### REQUEST
Give back only the lines from the one with "[mark] ceiling fan (a" through the last line of the data, exactly as they appear.

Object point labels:
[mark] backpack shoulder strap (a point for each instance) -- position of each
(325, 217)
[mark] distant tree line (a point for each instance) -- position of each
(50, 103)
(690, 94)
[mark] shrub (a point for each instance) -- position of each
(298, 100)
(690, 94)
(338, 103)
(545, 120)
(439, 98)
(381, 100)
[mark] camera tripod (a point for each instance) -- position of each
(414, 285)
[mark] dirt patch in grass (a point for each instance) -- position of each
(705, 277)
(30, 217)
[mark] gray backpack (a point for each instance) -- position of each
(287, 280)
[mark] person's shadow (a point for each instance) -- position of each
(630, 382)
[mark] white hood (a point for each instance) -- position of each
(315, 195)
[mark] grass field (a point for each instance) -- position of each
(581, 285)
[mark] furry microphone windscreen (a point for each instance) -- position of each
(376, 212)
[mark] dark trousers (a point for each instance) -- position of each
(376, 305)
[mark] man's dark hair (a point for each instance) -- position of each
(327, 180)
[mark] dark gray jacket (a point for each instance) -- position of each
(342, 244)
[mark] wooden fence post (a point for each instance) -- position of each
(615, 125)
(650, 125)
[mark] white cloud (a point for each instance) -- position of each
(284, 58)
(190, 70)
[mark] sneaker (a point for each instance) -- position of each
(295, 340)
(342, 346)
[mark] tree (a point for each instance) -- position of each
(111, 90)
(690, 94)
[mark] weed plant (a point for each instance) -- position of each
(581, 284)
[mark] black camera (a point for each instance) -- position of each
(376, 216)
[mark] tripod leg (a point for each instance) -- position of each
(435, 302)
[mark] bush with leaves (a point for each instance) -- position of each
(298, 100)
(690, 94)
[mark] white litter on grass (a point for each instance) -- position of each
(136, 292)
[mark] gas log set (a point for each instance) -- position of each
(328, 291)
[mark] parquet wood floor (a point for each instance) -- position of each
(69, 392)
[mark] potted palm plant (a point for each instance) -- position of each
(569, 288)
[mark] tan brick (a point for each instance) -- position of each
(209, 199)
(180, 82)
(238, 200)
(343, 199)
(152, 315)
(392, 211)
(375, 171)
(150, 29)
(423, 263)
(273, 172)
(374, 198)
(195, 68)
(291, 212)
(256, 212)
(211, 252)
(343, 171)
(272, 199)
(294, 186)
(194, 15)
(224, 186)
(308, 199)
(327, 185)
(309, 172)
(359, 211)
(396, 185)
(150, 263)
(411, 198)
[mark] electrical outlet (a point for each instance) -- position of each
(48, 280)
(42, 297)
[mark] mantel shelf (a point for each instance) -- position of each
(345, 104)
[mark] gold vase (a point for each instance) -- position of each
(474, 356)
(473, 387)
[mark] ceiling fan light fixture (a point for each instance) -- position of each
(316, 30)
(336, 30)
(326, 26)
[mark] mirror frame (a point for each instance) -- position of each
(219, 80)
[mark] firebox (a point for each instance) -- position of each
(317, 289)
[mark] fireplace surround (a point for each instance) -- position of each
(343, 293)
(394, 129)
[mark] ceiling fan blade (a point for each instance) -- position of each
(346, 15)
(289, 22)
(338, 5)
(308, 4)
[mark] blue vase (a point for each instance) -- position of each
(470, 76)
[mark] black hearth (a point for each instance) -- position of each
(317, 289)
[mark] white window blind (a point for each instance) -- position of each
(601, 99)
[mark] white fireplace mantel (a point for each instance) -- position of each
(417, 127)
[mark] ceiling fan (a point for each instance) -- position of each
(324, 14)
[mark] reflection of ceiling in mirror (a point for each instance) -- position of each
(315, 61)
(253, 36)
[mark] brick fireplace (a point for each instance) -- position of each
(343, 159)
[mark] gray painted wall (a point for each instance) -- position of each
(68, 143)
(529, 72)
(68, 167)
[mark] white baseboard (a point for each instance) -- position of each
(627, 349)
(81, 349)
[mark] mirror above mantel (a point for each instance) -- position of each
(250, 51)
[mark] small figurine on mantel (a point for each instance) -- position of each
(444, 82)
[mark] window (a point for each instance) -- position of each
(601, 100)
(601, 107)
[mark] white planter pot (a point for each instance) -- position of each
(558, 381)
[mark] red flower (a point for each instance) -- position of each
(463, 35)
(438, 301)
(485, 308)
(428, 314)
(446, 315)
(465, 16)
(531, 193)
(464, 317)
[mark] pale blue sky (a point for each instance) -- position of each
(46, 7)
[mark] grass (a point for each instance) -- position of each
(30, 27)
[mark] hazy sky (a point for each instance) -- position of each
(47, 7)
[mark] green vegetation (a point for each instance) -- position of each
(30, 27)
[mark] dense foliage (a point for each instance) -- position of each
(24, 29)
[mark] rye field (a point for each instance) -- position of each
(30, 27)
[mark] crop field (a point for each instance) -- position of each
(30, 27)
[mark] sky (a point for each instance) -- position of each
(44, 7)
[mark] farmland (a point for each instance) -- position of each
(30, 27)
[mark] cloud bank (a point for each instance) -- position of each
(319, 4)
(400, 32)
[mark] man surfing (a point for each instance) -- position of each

### ANSWER FOR THE TASK
[mark] ceiling fan (a point for each instance) -- position of each
(324, 14)
[mark] reflection of ceiling in mirror (a point for each instance) -- position of each
(315, 61)
(253, 36)
[mark] brick fireplace (a point for each instance) -- position of each
(343, 159)
[mark] gray painted wall (a point for each instance) -- position of each
(68, 143)
(529, 72)
(68, 167)
[mark] white baseboard (a point for each instance) -- position of each
(627, 349)
(81, 349)
[mark] mirror above mantel (a point for each instance) -- position of each
(250, 51)
[mark] small figurine on mantel (a point for each instance) -- position of each
(444, 82)
[mark] window (a point for each instance) -- position of each
(601, 100)
(601, 107)
[mark] white planter pot (a point for each instance) -- position of each
(558, 381)
[mark] red flower (a point for each instance) -- position of each
(463, 35)
(438, 301)
(485, 308)
(428, 314)
(446, 315)
(465, 16)
(531, 193)
(464, 317)
[mark] pale blue sky (a point for each instance) -- position of each
(46, 7)
[mark] grass (a point for each instance) -- position of each
(30, 27)
[mark] hazy sky (a point for each instance) -- position of each
(47, 7)
[mark] green vegetation (a point for each instance) -- position of each
(30, 27)
[mark] dense foliage (a point for each instance) -- position of each
(24, 29)
[mark] rye field (a point for each instance) -- position of each
(30, 27)
[mark] crop field (a point for each instance) -- position of each
(30, 27)
[mark] sky (a point for each instance) -- position of each
(44, 7)
[mark] farmland (a point for each instance) -- position of each
(30, 27)
[mark] cloud bank (a point for each instance) -- position of each
(319, 4)
(400, 32)
[mark] man surfing (a point for each instance) -- position of each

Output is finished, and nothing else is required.